*** Records for the task ***
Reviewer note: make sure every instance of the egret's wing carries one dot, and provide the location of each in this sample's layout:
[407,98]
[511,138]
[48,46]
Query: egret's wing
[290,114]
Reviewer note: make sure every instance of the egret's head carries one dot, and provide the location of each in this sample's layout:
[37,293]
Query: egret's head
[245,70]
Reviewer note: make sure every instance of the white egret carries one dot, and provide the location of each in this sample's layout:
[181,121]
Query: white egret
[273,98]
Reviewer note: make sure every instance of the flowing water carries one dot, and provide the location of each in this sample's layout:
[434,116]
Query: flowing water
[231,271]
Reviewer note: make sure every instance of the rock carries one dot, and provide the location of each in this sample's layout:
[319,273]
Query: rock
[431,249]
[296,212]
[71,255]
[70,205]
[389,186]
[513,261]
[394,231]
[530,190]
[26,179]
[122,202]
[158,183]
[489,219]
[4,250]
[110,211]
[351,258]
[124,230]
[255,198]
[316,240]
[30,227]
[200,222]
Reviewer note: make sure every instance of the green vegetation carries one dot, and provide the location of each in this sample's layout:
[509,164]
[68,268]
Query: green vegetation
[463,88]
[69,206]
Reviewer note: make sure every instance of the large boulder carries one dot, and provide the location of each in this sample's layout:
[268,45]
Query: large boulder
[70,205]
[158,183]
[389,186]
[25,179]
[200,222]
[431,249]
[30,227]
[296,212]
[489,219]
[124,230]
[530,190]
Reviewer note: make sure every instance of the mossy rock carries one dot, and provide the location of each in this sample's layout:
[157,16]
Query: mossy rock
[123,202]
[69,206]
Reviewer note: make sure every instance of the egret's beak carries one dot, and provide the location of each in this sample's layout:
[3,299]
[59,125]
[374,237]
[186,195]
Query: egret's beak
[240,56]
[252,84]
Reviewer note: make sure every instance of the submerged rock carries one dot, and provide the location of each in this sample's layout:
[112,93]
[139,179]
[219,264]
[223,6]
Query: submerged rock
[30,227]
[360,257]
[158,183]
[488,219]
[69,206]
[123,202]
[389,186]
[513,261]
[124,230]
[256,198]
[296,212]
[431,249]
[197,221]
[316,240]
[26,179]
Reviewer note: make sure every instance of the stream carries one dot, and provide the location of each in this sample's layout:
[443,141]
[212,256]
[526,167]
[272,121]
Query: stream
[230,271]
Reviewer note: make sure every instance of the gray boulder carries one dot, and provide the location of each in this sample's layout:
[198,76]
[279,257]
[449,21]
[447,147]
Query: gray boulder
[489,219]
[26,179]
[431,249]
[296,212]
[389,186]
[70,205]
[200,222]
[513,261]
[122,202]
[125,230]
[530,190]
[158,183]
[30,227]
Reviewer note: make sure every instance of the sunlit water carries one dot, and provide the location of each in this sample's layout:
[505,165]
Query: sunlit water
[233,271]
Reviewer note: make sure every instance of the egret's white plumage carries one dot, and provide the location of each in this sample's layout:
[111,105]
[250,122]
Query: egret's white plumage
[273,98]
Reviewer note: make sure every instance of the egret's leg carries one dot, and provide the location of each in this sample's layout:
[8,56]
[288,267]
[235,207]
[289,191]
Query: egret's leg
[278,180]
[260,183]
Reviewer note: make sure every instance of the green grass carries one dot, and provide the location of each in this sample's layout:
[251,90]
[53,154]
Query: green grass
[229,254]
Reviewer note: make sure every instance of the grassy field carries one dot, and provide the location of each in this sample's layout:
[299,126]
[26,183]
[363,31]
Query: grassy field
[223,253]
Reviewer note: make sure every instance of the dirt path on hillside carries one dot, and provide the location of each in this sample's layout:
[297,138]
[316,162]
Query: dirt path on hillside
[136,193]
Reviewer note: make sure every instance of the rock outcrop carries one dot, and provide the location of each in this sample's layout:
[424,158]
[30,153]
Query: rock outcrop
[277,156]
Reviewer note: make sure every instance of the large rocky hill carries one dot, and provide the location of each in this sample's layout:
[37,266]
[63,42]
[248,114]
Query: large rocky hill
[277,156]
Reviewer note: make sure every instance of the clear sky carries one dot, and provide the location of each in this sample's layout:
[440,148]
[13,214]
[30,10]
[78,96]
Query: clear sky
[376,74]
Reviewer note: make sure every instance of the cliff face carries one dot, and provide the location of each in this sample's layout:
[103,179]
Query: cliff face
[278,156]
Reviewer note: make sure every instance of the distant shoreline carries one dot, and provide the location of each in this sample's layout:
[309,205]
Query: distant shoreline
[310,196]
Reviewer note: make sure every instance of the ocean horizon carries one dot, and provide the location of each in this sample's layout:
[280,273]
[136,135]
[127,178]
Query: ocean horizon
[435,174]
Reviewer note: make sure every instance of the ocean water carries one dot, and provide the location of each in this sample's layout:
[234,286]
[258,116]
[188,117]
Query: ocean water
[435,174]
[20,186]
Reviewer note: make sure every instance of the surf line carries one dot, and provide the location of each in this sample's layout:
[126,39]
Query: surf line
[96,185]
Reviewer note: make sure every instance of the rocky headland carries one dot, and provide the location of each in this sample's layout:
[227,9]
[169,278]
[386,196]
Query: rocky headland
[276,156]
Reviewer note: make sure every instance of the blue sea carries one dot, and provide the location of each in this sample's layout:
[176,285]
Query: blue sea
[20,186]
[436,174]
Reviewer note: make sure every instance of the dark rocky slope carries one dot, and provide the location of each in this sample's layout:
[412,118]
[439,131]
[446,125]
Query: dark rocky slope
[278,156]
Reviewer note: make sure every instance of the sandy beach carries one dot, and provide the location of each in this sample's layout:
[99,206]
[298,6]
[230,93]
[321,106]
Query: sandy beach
***
*** Records for the task ***
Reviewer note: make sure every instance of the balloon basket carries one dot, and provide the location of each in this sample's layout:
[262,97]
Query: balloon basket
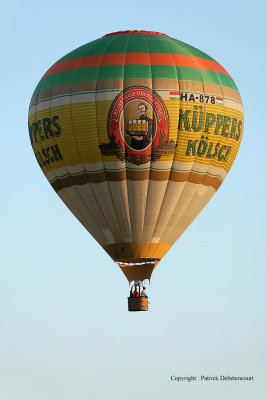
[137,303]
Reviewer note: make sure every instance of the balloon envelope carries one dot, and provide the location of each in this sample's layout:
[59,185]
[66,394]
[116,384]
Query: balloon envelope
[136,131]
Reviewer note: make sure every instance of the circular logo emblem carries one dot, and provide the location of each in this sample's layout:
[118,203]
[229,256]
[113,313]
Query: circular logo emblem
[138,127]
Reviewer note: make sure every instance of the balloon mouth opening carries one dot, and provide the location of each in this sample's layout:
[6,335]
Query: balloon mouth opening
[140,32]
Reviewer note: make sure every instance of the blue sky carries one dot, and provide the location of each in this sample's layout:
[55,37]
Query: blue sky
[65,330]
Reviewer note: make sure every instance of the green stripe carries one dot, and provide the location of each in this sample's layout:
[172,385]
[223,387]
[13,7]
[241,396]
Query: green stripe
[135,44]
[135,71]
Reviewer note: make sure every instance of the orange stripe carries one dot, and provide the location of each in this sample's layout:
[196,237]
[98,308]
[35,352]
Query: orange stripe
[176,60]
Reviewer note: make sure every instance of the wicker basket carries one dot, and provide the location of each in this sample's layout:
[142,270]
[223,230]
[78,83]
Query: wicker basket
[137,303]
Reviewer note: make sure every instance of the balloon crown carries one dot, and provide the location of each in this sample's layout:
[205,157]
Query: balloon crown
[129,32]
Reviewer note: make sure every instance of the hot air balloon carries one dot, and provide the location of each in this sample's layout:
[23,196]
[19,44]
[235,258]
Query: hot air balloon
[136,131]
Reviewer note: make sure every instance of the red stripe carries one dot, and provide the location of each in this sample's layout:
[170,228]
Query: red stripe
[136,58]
***
**Problem requirements:** Can you rewrite the material from the line with "Reviewer note: make sure every instance of the sandy" to the line with "Query: sandy beach", swapping "sandy beach" for "pebbly shore" and leaving everything else unchanged?

**Response to this task:**
Reviewer note: make sure every instance of the pebbly shore carries one dot, and provide the location of each in this sample's layout:
[99,206]
[298,6]
[230,93]
[321,106]
Query: pebbly shore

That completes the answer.